» Exercises to complete:
(1) According to the article on Amazon's second headquarters, what did New Jersey Gov. Chris Christie offer Amazon?
(2) In the article on Amazon's second headquarters, rewrite the part that opens with the words "Amazon's Second HQ" and closes with "worth of incentives.", changing "San Antonio" to "Detroit".
(3) Please carry on the article about the bids for Amazon's second headquarters from the point where it stops.
====== Excerpt
Amazon's Second HQ Attracts 238 Bids From Cities Eager to 'Give Away the Farm'
In the race to shower Amazon with economic development cash, the only winning move is not to play-as San Antonio has decided to do.

Amazon announced today that 238 North American cities have submitted applications to be the lucky location that will get to shower the online retail behemoth with billions of dollars' worth of incentives.
The cities are trying to land the $5 billion investment and estimated 50,000 jobs that would come with hosting Amazon's second headquarters. As Reason's Christian Britschgi has noted, New Jersey Gov. Chris Christie (no stranger to humiliating himself in the game of politics) offered $7 billion in tax incentives to Amazon if the company set up shop in the Garden State. Local officials in Georgia have offered to let the company incorporate its own city. Tuscon even sent Amazon's CEO a 21-foot cactus, because why the hell not?
Amazon isn't releasing the names of the cities behind the 238 bids, but the company says they came from "54 states, provinces, districts and territories around North America." According to a map published by the company, the U.S. bids have come from 43 states and Washington, D.C. So congrats to the cities of Arkansas, Hawaii, Montana, North Dakota, South Dakota, Vermont, and Wyoming—the only places to resist the urge to prostrate themselves before the gods of economic development.
============
====== Given records
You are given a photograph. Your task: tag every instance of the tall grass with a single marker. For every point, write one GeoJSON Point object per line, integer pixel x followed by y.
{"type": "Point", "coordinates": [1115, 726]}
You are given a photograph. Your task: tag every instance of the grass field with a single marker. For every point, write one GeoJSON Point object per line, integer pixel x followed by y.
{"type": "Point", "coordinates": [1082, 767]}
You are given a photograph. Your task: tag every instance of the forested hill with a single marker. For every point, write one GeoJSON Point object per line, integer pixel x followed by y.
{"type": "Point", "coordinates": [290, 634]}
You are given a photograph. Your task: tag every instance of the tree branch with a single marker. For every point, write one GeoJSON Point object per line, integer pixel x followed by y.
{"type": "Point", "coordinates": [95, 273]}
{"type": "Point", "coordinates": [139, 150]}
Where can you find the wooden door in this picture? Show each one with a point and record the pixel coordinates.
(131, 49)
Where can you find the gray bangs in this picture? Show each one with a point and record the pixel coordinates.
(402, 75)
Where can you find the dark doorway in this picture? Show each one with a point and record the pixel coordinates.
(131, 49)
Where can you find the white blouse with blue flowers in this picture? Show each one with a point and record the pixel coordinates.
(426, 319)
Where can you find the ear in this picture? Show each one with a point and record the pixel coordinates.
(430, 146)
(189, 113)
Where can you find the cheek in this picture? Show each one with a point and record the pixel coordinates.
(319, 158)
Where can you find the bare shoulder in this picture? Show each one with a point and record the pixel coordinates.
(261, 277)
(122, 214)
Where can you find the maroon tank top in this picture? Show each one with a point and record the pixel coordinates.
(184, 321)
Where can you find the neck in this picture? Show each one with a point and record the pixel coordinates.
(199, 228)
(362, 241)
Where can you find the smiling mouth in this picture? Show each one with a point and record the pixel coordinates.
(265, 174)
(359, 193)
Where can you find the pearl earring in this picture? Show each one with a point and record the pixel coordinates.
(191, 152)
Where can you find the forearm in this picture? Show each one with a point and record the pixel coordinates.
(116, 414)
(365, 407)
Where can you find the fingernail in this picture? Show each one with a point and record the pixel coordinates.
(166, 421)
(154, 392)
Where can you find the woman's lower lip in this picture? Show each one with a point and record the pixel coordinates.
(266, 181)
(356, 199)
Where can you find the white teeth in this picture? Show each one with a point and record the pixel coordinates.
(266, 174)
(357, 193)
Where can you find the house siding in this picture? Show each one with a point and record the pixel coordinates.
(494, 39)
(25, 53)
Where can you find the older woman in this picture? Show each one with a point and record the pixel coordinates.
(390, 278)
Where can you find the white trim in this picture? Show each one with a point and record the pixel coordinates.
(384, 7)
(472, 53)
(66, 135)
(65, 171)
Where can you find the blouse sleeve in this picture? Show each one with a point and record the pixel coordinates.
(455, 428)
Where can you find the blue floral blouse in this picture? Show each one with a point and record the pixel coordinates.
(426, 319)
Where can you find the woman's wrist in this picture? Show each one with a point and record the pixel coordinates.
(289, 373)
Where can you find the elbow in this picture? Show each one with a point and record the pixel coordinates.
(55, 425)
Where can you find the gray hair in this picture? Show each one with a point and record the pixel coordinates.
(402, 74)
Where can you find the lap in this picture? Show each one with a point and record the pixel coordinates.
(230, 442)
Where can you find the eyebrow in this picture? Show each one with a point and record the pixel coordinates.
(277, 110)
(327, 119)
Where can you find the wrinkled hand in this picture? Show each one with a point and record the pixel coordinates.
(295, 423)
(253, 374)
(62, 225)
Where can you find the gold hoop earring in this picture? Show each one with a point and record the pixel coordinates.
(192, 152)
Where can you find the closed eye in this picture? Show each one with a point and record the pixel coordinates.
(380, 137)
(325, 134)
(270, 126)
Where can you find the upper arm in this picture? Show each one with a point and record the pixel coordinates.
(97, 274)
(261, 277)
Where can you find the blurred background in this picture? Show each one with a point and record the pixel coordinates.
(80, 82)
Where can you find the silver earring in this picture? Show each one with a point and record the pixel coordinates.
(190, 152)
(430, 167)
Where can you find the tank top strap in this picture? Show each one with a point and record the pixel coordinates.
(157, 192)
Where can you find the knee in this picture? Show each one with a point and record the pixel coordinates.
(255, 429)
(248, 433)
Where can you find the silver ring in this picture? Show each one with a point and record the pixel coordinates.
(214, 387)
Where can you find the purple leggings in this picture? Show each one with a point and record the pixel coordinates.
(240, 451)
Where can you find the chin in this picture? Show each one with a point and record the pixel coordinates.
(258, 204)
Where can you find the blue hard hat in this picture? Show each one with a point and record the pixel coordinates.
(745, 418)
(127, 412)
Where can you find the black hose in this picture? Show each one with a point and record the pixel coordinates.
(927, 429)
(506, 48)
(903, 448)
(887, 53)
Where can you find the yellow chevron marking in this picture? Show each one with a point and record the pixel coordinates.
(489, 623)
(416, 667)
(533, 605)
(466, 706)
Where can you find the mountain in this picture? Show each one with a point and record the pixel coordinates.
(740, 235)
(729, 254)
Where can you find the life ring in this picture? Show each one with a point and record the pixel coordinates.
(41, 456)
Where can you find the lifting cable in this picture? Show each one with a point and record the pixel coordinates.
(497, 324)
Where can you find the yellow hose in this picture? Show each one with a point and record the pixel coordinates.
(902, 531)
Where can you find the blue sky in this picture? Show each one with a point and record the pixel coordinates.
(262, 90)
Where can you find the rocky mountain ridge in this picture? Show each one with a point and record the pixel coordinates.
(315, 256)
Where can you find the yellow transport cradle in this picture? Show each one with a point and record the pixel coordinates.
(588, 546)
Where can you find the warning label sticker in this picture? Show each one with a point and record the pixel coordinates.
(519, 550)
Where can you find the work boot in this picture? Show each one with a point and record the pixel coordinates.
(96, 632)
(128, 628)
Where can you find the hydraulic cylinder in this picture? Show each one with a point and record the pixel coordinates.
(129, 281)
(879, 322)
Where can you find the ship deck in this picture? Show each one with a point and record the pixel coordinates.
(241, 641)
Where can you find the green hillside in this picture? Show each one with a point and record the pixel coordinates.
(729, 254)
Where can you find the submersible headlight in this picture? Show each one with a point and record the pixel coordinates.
============
» Responses:
(1) He offered Amazon $7 billion in tax incentives to set up shop in New Jersey.

(2)
Amazon's Second HQ Attracts 238 Bids From Cities Eager to 'Give Away the Farm'
In the race to shower Amazon with economic development cash, the only winning move is not to play-as Detroit has decided to do.

Amazon announced today that 238 North American cities have submitted applications to be the lucky location that will get to shower the online retail behemoth with billions of dollars' worth of incentives.

(3)
Sure, Amazon is great. It's a powerhouse of a company that has given anyone with an internet connection and a mailing address access to products they never knew they wanted but suddenly can't live without. It has laid waste to awful, soul-destroying indoor shopping malls, and it plans to deliver your stuff faster than ever in the near future. Hooray for Amazon.
But Amazon knows it is great. It knows, too, that the leaders of most American cities would sell their children for the chance to land 50,000 new jobs and all the tax revenue that comes with them. That's the kind of deal that pays for every government program they've ever wanted. That's the kind of deal that could be a springboard to higher office. Amazon can pretty much ask for the moon, and officials will line up with baskets full of other people's money and promise to throw a lasso around it.

The sheer number of the bids is staggering, not so much because of how many places want Amazon's second headquarters but because a good percentage of the bidding cities surely have no chance whatsoever of winning.
Amazon has been very clear about what it wants from a winning bid. It wants a metro area with more than a million people, with the actual site located within 30 miles of the population center and within 45 minutes of an international airport. It wants enough space to eventually build up to 8 million square feet of office space.
There are only so many places in America that fit that description—and even if you assume that every suburb within every major metropolitan area on the continent submitted a bid, it's still hard to fathom that there would be 238 of them. Gary, Indiana (population: 47,000) reportedly put together a bid. Sure, it's technically in the Chicago metro area, but come on. Upstate New York is lovely to visit in the autumn, but Syracuse (population: 143,000) is not a prime contender for Amazon's new HQ, no matter how hard local officials try to convince themselves that it is.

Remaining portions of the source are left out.